(Point localization data)
Start of Block
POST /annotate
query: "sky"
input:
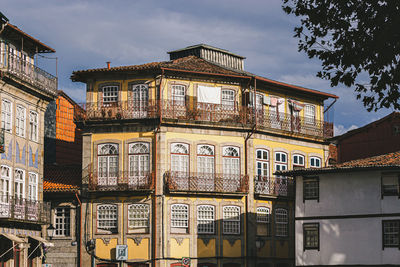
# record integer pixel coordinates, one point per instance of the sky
(87, 34)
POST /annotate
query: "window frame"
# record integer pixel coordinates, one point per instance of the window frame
(285, 223)
(307, 181)
(20, 122)
(210, 221)
(33, 185)
(280, 162)
(178, 98)
(65, 222)
(145, 219)
(315, 158)
(113, 98)
(108, 230)
(298, 165)
(261, 160)
(228, 99)
(175, 221)
(236, 223)
(384, 245)
(33, 126)
(7, 115)
(311, 227)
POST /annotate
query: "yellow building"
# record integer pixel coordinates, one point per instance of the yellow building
(179, 157)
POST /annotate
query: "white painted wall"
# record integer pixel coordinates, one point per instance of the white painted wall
(351, 240)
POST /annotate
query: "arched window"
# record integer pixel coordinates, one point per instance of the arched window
(205, 219)
(180, 165)
(5, 184)
(263, 220)
(315, 162)
(205, 167)
(139, 216)
(298, 161)
(179, 218)
(281, 222)
(110, 93)
(107, 217)
(231, 168)
(262, 162)
(139, 163)
(231, 220)
(107, 164)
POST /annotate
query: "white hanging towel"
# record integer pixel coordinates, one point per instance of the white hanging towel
(208, 94)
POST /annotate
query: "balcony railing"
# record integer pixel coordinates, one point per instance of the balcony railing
(207, 113)
(29, 73)
(204, 112)
(121, 181)
(286, 122)
(121, 110)
(210, 183)
(24, 210)
(273, 186)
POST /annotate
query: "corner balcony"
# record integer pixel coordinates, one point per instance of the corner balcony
(286, 122)
(120, 110)
(23, 70)
(208, 113)
(206, 183)
(24, 210)
(121, 181)
(273, 186)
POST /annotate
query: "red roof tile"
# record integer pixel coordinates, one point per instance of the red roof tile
(62, 178)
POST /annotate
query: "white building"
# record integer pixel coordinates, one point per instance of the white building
(349, 214)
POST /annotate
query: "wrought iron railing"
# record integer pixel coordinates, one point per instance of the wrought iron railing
(24, 209)
(117, 110)
(121, 181)
(29, 73)
(203, 182)
(204, 112)
(286, 122)
(207, 113)
(273, 186)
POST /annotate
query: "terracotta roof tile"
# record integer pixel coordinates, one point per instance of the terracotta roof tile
(62, 178)
(385, 161)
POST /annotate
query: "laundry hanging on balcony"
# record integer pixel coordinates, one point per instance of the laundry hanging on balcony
(208, 94)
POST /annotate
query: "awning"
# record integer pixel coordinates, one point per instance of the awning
(14, 238)
(42, 240)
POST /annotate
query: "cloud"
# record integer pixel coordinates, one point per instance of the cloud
(340, 129)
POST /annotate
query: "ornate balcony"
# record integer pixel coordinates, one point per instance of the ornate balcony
(204, 112)
(209, 183)
(24, 70)
(273, 186)
(121, 110)
(286, 122)
(24, 210)
(121, 181)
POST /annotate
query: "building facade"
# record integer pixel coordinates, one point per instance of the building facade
(62, 179)
(178, 158)
(349, 214)
(25, 91)
(376, 138)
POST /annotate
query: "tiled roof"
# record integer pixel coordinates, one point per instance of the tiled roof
(196, 65)
(385, 161)
(62, 178)
(190, 63)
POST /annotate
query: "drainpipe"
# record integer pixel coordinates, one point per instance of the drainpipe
(80, 228)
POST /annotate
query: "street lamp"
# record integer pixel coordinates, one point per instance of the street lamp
(50, 231)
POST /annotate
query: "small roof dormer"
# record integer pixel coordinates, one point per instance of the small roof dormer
(212, 54)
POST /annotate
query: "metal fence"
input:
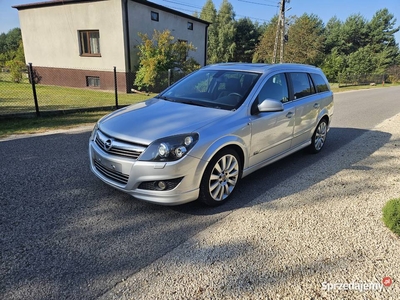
End of Block
_THE TASK_
Transcribe every record above in full. Pictures stay out of the copy.

_OUTPUT FOR THIS EXERCISE_
POST /annotate
query: "sky"
input:
# record integer pixel coordinates, one point per instance of the sky
(87, 34)
POST /annotate
query: "window frame"
# record integer pixel coordinates, one point per instance of the window frame
(285, 223)
(307, 181)
(20, 122)
(210, 221)
(33, 185)
(280, 162)
(178, 98)
(65, 222)
(145, 219)
(315, 158)
(113, 98)
(108, 230)
(298, 165)
(261, 160)
(228, 99)
(175, 221)
(236, 223)
(384, 245)
(33, 126)
(7, 115)
(311, 227)
POST /annotate
query: "yellow building"
# record integer pixel coordinates, one point per instance of the yellow building
(179, 157)
POST /annotate
query: "white painted wall"
# record integer pixel coordinates, one point per instance of the white painted wall
(351, 240)
POST /annotate
query: "arched window"
# record integer pixel coordinates, one point per instance of the arched window
(205, 219)
(180, 165)
(5, 184)
(263, 220)
(315, 162)
(205, 167)
(139, 216)
(298, 161)
(179, 218)
(281, 222)
(110, 93)
(107, 217)
(231, 168)
(262, 162)
(139, 163)
(231, 220)
(107, 164)
POST /annotate
query: "white hanging towel"
# record integer pixel coordinates, one point per instance of the white hanging towel
(208, 94)
POST /annotate
query: "balcony railing"
# record integer pixel coordinates, one point per instance of the balcony railing
(207, 113)
(29, 73)
(204, 112)
(121, 181)
(286, 122)
(121, 110)
(210, 183)
(24, 210)
(273, 186)
POST /annotate
query: "corner balcony"
# record integer pixel coordinates, one point per instance of the corner balcony
(286, 122)
(120, 110)
(23, 70)
(208, 113)
(206, 183)
(24, 210)
(121, 181)
(273, 186)
POST /annotate
query: "red roof tile"
# record integer pixel coordinates, one point per instance of the red roof tile
(62, 178)
POST /annotate
query: "white building"
# record integer pixel coordinates, one point per instance of the white building
(349, 214)
POST /annotate
query: "wrought iron railing"
# record integer pixel coordinates, one point per instance of the wrought iron railing
(24, 209)
(117, 110)
(121, 181)
(29, 73)
(203, 182)
(204, 112)
(286, 122)
(207, 113)
(273, 186)
POST /annotate
query: "terracotta roof tile"
# record integer pixel coordinates, one point per instance of the terracotta roof tile
(62, 178)
(385, 161)
POST /annotate
query: "laundry hanging on balcony"
# record integer pixel coordinates, one point per instance of the laundry hanging on balcony
(208, 94)
POST /annotate
query: "awning"
# record integer pixel coordinates, one point per instance of the awning
(14, 238)
(42, 240)
POST /annotate
query: "cloud"
# record integer pixel coordinates, one point per instance of the cloud
(340, 129)
POST /annotate
query: "ornate balcony"
# record integer pixel coordinates, one point per instance of the ornate balcony
(204, 112)
(209, 183)
(24, 70)
(273, 186)
(121, 110)
(286, 122)
(24, 210)
(121, 181)
POST /annotate
query: "building facade"
# record integer pixel coordinates, one point per instance of the building facade
(62, 179)
(178, 158)
(349, 214)
(25, 91)
(376, 138)
POST /annotate
query: "tiled roof"
# record integer pixel coordinates, one point per instance of the tiled roof
(196, 65)
(385, 161)
(62, 178)
(190, 63)
POST /annotate
query: "drainpipe"
# record integer pixel coordinates, one point per instance of the drainpipe
(80, 228)
POST /annotate
query: "street lamp"
# record integer pixel coordinates, one point per instance of the street lamp
(50, 231)
POST /annotate
query: "small roof dormer"
# record integer pixel coordinates, one point per instance of the small roof dormer
(212, 54)
POST /annotate
query: "metal fence"
input:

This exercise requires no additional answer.